■ What you have to do ■
Please show every line from the entries below that contains the word "water", copying each line in full. Matching is case-sensitive.

■ Available data ■

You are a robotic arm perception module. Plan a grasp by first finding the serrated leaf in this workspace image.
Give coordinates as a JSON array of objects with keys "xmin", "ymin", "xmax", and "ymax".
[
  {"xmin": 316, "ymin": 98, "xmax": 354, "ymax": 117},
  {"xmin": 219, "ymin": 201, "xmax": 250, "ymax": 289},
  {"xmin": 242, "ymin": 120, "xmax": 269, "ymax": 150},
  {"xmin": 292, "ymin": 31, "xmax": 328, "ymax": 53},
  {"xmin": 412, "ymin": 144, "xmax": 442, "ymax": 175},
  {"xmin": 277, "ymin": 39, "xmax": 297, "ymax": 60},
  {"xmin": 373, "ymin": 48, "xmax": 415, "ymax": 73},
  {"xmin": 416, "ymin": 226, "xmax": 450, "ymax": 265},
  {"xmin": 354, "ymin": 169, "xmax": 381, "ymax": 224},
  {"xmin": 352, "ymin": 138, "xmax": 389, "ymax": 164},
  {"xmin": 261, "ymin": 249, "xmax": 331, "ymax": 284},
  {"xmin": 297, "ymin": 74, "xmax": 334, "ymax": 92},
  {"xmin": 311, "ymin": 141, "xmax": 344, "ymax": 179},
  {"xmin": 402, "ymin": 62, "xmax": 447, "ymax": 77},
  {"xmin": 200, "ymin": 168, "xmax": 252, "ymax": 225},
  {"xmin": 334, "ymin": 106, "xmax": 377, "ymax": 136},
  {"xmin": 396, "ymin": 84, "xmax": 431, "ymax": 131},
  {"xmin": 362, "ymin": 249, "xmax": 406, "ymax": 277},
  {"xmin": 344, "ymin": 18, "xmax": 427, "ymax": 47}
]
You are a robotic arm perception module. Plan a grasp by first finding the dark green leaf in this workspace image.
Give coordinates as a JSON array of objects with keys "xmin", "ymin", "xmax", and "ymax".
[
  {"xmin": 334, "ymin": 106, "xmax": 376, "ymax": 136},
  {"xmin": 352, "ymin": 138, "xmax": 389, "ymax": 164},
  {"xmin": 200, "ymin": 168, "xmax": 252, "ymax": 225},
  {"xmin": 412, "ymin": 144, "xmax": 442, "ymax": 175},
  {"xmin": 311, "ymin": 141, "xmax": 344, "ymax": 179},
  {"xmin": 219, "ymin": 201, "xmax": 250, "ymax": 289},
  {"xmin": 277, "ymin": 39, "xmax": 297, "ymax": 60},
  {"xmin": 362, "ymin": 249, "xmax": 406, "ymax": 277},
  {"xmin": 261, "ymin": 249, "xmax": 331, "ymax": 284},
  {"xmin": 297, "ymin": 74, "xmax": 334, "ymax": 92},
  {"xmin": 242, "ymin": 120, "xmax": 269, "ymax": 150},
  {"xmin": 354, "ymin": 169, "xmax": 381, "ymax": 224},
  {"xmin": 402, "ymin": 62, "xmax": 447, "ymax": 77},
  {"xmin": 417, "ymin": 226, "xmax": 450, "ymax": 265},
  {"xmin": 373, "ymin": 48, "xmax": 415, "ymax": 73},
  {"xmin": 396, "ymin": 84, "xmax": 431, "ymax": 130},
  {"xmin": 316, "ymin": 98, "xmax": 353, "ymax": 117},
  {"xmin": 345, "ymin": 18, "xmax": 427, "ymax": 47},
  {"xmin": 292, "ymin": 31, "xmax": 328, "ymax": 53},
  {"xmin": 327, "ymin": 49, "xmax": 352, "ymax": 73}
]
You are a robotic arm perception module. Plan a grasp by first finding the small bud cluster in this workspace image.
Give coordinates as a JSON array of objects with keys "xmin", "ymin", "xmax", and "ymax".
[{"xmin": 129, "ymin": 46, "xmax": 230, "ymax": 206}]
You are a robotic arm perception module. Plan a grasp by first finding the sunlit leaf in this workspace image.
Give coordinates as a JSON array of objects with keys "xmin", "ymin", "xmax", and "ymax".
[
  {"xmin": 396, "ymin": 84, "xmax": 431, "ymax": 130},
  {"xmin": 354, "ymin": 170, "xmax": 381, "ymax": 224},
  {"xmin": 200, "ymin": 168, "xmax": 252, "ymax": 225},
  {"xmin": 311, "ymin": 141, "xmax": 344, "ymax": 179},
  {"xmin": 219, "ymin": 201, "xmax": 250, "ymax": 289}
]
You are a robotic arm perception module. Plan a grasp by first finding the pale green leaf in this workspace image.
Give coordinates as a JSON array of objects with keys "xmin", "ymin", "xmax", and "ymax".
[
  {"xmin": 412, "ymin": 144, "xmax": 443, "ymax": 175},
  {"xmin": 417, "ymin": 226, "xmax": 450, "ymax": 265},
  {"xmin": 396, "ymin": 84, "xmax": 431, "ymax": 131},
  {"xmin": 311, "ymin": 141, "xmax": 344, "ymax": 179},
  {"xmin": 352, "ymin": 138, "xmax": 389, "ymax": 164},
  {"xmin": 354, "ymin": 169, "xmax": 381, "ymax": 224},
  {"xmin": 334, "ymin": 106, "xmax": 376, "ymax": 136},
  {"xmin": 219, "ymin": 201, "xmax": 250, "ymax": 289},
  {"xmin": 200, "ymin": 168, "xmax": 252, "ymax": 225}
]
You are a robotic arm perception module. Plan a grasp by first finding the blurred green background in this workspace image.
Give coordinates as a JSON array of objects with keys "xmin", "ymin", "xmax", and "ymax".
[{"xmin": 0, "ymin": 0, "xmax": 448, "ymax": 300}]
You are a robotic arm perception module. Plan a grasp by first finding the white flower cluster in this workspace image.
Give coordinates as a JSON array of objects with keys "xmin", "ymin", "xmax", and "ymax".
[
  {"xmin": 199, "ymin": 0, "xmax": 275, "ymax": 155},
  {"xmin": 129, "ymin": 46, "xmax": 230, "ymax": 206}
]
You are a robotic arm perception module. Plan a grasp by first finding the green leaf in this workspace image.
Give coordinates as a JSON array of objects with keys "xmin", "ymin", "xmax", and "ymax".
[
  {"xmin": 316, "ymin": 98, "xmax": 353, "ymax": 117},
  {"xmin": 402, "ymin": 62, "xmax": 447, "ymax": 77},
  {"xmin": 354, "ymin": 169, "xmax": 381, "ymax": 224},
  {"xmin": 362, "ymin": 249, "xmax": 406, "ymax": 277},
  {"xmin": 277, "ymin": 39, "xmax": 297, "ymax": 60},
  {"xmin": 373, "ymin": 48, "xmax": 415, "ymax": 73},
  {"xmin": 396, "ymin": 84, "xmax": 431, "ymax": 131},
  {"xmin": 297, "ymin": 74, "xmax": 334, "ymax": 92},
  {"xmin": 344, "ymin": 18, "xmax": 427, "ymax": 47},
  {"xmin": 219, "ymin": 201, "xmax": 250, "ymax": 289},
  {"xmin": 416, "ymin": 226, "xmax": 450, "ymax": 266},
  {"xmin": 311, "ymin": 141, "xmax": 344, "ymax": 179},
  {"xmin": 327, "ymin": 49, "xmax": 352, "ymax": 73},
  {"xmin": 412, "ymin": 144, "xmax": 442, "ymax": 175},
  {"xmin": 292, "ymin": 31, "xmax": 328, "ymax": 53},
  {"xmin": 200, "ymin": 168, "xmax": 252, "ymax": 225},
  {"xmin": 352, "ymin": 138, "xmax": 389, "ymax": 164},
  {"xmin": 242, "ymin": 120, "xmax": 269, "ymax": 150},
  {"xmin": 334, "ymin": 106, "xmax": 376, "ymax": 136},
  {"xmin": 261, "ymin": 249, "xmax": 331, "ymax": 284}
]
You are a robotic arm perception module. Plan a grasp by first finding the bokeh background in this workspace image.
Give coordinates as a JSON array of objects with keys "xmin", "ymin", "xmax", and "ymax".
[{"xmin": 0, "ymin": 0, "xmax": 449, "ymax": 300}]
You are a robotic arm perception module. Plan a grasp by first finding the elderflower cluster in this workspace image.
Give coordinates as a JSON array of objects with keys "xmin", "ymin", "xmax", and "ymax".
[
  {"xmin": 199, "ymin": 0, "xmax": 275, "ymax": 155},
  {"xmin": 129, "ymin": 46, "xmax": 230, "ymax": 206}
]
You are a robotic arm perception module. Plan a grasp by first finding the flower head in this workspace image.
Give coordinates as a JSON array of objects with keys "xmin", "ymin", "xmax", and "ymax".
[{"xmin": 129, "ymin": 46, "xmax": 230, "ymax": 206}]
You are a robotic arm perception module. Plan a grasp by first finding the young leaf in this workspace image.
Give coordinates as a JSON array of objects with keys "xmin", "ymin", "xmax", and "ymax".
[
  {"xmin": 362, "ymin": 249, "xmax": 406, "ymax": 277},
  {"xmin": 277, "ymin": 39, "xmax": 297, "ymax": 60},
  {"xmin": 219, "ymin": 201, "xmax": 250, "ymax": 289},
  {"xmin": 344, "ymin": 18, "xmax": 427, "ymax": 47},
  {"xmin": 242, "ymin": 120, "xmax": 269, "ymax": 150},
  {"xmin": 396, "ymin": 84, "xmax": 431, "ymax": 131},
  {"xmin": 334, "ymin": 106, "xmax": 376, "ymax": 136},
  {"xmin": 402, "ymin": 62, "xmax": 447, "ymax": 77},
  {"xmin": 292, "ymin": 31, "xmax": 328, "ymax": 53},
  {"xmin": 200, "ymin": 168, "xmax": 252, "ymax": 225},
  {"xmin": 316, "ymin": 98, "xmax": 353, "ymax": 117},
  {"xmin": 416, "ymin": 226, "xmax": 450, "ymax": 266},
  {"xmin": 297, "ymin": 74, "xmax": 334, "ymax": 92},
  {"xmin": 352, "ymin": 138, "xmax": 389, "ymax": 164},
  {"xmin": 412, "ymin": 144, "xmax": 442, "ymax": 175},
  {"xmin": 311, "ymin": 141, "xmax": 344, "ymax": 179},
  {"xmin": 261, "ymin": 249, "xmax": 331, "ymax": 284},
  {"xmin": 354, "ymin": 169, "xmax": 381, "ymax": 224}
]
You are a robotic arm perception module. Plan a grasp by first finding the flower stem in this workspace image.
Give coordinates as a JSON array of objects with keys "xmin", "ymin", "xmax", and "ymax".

...

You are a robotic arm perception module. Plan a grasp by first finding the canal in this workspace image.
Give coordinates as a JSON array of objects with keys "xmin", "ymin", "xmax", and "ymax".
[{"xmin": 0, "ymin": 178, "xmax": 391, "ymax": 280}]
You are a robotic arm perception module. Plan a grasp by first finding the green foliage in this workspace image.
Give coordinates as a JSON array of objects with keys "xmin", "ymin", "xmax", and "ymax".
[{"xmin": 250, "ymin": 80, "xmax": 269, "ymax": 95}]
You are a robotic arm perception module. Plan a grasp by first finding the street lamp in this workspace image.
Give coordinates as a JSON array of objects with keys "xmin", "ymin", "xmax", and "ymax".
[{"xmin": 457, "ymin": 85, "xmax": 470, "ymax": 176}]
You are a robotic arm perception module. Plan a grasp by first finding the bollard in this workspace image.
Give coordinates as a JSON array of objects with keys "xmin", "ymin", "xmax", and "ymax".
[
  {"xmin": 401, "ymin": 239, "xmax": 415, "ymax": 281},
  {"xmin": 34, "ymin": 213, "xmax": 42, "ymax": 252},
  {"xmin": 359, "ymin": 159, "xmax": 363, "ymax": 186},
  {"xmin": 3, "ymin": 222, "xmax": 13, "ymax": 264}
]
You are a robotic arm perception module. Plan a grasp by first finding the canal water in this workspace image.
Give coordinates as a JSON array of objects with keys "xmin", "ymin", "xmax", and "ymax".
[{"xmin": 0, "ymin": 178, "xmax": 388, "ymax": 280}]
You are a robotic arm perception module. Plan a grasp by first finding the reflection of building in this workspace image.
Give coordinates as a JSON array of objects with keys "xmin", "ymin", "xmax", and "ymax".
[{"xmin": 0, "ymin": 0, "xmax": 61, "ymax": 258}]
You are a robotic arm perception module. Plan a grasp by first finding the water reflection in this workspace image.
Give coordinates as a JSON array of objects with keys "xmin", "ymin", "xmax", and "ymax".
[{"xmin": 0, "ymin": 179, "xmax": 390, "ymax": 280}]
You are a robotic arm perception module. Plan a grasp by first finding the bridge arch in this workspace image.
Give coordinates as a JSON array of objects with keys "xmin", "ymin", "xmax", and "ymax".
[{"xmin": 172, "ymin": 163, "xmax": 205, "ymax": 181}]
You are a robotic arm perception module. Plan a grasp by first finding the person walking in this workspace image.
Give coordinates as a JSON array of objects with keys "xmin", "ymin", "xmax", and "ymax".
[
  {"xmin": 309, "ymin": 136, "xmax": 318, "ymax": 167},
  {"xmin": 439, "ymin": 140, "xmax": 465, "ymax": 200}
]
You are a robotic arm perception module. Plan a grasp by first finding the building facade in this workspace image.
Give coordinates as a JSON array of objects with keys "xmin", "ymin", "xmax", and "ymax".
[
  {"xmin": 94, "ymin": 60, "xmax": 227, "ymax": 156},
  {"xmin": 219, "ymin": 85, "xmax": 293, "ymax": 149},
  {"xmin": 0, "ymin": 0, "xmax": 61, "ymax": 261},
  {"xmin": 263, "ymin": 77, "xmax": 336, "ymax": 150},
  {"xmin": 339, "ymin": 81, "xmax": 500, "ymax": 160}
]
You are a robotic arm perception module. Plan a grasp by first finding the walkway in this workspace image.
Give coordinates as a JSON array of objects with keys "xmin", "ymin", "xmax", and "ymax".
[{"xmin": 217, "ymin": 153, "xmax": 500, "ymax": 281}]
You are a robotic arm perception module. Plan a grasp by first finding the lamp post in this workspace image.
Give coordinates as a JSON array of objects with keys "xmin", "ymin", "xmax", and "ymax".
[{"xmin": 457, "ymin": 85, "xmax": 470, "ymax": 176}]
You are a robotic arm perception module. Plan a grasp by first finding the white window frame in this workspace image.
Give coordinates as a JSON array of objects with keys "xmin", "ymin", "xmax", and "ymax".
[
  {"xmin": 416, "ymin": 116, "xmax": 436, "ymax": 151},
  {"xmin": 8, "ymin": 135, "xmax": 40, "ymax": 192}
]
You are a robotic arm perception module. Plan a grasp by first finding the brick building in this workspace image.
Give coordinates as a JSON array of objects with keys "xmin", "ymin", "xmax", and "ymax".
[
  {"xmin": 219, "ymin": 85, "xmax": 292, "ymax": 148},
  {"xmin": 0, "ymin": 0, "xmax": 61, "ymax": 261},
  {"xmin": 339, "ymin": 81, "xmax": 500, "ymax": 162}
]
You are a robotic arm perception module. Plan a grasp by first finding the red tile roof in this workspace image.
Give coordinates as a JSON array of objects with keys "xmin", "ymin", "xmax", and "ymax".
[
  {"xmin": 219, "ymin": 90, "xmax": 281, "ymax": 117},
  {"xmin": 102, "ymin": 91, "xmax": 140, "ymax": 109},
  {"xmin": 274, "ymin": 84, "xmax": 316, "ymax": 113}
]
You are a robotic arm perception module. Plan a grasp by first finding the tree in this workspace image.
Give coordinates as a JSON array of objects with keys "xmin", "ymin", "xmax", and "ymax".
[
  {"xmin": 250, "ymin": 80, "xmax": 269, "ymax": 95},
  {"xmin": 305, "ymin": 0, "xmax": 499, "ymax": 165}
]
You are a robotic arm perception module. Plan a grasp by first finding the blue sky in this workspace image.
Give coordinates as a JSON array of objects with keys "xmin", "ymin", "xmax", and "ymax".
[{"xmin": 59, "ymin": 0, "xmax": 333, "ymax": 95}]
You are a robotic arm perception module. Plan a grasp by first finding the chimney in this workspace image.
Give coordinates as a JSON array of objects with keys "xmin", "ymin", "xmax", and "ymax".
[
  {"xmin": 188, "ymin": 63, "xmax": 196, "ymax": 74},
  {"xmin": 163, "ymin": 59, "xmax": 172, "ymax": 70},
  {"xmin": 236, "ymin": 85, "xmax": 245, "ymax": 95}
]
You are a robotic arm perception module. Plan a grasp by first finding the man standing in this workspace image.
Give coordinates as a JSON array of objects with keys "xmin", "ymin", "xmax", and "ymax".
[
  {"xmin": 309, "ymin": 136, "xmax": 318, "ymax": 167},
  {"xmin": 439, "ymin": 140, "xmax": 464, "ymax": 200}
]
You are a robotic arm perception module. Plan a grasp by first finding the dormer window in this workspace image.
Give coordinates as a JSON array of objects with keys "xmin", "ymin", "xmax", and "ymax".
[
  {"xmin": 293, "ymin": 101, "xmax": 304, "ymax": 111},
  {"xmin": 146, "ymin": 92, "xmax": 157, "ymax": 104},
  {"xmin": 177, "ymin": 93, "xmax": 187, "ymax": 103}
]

■ Response to this exercise ■
You are a robotic arm perception module. Plan a grasp by first finding the canal water in this workspace image.
You are a robotic arm perception module. Plan a grasp by first finding the water reflection in this workspace image.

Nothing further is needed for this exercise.